* Exercise material:

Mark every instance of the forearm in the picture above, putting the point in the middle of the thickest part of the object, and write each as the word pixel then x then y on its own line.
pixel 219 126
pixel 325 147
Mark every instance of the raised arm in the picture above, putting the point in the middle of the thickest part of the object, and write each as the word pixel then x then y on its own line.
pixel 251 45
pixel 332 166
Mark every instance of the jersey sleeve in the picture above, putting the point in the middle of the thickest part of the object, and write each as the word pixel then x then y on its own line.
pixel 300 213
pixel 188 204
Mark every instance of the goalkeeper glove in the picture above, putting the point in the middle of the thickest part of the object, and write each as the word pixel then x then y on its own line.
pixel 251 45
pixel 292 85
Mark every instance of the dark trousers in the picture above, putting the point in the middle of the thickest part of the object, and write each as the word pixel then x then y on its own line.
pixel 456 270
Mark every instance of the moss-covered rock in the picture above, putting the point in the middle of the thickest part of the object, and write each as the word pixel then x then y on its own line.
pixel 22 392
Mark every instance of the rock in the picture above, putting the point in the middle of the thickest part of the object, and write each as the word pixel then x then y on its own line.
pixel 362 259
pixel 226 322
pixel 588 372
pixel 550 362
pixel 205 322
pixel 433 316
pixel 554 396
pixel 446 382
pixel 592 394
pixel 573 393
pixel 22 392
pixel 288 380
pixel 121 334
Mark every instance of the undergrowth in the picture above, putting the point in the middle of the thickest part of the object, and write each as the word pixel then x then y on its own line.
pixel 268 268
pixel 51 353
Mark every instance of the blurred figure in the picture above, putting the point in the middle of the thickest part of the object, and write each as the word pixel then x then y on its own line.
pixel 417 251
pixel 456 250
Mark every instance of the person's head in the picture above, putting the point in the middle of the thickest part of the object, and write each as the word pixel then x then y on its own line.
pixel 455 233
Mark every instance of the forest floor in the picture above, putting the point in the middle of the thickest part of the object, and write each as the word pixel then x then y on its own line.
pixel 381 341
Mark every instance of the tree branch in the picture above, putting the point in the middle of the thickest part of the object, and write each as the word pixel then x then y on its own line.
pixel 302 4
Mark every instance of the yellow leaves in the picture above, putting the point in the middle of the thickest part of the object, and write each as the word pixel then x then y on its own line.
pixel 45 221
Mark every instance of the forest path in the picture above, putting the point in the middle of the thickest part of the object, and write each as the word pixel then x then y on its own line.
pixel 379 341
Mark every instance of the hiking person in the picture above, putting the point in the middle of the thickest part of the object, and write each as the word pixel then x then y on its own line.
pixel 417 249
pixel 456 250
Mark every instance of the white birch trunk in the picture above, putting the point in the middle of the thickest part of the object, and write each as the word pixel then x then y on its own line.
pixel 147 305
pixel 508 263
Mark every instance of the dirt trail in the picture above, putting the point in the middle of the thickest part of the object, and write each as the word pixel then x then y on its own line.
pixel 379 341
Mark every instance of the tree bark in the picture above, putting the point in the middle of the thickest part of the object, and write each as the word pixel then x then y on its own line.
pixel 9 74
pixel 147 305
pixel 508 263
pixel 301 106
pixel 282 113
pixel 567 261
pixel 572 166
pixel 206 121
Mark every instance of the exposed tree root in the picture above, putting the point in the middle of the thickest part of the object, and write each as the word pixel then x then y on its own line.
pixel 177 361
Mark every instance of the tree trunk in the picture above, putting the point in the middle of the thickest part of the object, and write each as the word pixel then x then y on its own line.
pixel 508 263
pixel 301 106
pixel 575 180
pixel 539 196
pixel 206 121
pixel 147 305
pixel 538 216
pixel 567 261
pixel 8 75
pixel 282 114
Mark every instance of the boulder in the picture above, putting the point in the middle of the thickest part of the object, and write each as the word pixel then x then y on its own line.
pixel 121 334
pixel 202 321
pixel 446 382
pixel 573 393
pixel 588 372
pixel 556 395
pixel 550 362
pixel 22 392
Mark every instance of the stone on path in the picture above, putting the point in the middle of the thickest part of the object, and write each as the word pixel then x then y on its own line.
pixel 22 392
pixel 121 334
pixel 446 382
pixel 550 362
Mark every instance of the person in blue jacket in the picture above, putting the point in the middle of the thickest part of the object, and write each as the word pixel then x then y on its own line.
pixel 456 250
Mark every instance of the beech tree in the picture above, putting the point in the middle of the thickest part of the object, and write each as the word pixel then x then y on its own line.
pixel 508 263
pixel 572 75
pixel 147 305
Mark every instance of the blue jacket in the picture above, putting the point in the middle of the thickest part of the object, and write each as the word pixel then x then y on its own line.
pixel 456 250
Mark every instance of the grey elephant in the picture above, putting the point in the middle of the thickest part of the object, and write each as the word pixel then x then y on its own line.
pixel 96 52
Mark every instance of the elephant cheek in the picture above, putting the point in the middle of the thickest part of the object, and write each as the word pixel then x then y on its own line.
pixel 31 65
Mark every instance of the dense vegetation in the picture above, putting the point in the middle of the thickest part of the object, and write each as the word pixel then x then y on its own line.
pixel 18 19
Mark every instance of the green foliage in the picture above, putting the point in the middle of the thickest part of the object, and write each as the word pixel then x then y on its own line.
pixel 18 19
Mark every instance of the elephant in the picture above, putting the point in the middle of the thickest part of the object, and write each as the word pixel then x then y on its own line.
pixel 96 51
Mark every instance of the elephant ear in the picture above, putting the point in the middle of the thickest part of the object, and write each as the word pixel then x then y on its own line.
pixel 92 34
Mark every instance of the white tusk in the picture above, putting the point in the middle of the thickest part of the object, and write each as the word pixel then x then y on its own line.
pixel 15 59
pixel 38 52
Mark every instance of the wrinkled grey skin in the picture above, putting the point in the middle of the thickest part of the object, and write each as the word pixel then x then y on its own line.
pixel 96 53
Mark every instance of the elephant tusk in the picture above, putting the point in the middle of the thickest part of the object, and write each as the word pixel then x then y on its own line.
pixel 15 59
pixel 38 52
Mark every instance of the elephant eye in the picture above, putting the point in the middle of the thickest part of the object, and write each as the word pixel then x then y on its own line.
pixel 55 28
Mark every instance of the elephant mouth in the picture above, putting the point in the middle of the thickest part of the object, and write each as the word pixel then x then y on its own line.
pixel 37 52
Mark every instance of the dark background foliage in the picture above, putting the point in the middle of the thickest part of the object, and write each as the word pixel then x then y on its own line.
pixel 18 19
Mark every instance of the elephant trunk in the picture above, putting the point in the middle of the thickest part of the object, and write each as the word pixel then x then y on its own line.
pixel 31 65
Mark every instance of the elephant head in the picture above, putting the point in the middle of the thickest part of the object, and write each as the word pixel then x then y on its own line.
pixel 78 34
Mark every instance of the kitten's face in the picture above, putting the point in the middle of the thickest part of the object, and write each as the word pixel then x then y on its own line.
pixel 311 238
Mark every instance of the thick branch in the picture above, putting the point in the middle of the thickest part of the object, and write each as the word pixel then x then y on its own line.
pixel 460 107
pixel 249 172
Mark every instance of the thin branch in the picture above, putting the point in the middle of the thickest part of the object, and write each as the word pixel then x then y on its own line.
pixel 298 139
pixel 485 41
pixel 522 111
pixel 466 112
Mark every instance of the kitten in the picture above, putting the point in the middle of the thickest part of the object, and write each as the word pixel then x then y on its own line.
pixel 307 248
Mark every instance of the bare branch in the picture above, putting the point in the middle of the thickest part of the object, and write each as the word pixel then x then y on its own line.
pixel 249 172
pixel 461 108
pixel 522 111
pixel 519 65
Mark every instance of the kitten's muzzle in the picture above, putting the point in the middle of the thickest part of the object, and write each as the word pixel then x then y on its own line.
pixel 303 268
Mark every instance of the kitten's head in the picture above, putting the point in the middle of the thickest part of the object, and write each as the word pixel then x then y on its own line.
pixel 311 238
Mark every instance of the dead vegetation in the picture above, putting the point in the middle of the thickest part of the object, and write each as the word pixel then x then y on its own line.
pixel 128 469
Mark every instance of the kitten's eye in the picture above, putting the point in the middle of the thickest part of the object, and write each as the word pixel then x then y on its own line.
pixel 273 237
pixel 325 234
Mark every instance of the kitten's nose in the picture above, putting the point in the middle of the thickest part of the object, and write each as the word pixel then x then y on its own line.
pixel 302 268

* What is needed:
Recast everything from the start of the data down to the line containing "pixel 292 85" as a two-column CSV with the headers label_prompt and points, where each row pairs one labeling line with the pixel lines that follow it. Wrap every field in double quotes and replace any line breaks inside a field with spaces.

* Finished answer:
label_prompt,points
"Mark every instance of the forearm in the picture above, putting the point in the middle of the thickest part of the object, and write each as the word pixel then x then y on its own line.","pixel 219 126 pixel 325 147"
"Mark every instance of the raised arm in the picture above, putting the point in the middle of the thickest part of the object, and write each as the word pixel then x then y on its own line.","pixel 251 45 pixel 332 166"
"Mark every instance of the jersey sleeve in the picture above, putting the point in the middle of the thickest part of the object, and write each as the word pixel then x then y on its own line.","pixel 300 213 pixel 188 204"
"Mark every instance of the goalkeeper glove in the picture above, putting the point in the middle of the thickest part of the object, and write each as the word pixel then x then y on its own line.","pixel 251 45 pixel 292 85"